Enable binning of eukaryotic genomes
Since we are not eukaryotic experts perhaps @hyphaltip would have some useful suggestions on how to implement this, but here are my thoughts:
- We would need to use a eukaryotic gene finder like Augustus. However, it probably wouldn't be incredibly accurate without RNA data (although I guess it could be an option to include that), and I don't know if anyone has ever tried it on metagenomes.
- There is a standard gene set that eukaryotic genomics efforts use to determine how complete their genome is. Sorry I don't have a citation to hand. However, while this would give us estimated completeness, I'm not sure whether it would give us purity because I'm not sure if they are all single copy.
- As outlined in the NSF proposal we are planning on checking the taxonomic congruence of single-copy markers we find in bacteria/archaea. So a similar method could be used to estimate purity of eukaryotic bins, perhaps?
- It might be a good idea to include contigs unclassified on the kingdom level in the analysis. I have long suspected that a lot of the eukaryotic portion ends up there because there are relatively fewer eukaryotic genomes in the NCBI database.

• _Given material_
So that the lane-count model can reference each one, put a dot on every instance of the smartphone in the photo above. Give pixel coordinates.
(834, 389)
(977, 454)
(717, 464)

• _How to complete this task_
Reproduce the portion of the thread on eukaryotic genome binning that begins at the words "- As outlined" and stops after "eukaryotic bins, perhaps?", swapping "taxonomic congruence" for "taxonomic consistency". Rely solely on the thread about binning eukaryotic genomes and disregard the data.

• _Response area_
- As outlined in the NSF proposal we are planning on checking the taxonomic consistency of single-copy markers we find in bacteria/archaea. So a similar method could be used to estimate purity of eukaryotic bins, perhaps?